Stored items
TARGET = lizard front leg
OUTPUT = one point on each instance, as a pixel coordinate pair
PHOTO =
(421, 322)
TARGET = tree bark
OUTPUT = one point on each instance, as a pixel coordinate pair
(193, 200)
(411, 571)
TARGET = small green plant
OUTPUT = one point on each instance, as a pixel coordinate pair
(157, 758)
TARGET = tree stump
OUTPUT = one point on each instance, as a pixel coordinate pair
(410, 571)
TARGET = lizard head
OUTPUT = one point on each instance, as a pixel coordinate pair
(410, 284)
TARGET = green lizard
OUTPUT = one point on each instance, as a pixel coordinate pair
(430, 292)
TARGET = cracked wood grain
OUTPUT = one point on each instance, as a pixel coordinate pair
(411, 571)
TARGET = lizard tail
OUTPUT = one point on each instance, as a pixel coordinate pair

REQUEST:
Write out all of the items above again, line for line, without changing a single character.

THE RESPONSE:
TARGET = lizard front leg
OUTPUT = one point on each instance, as a pixel coordinate pair
PHOTO =
(421, 322)
TARGET = tree bark
OUTPUT = one point on each instance, as a pixel coordinate pair
(193, 200)
(411, 571)
TARGET = small green plant
OUTPUT = one point on each instance, as a pixel coordinate pair
(157, 758)
TARGET = tree stump
OUTPUT = one point on each instance, as a pixel coordinate pair
(410, 571)
TARGET = lizard head
OUTPUT = one point on each instance, as a pixel coordinate pair
(410, 284)
TARGET = green lizard
OUTPUT = one point on each instance, as a pixel coordinate pair
(430, 292)
TARGET = cracked wood grain
OUTPUT = one point on each instance, as a pixel coordinate pair
(411, 571)
TARGET = lizard tail
OUTPUT = one point on each instance, as a pixel coordinate pair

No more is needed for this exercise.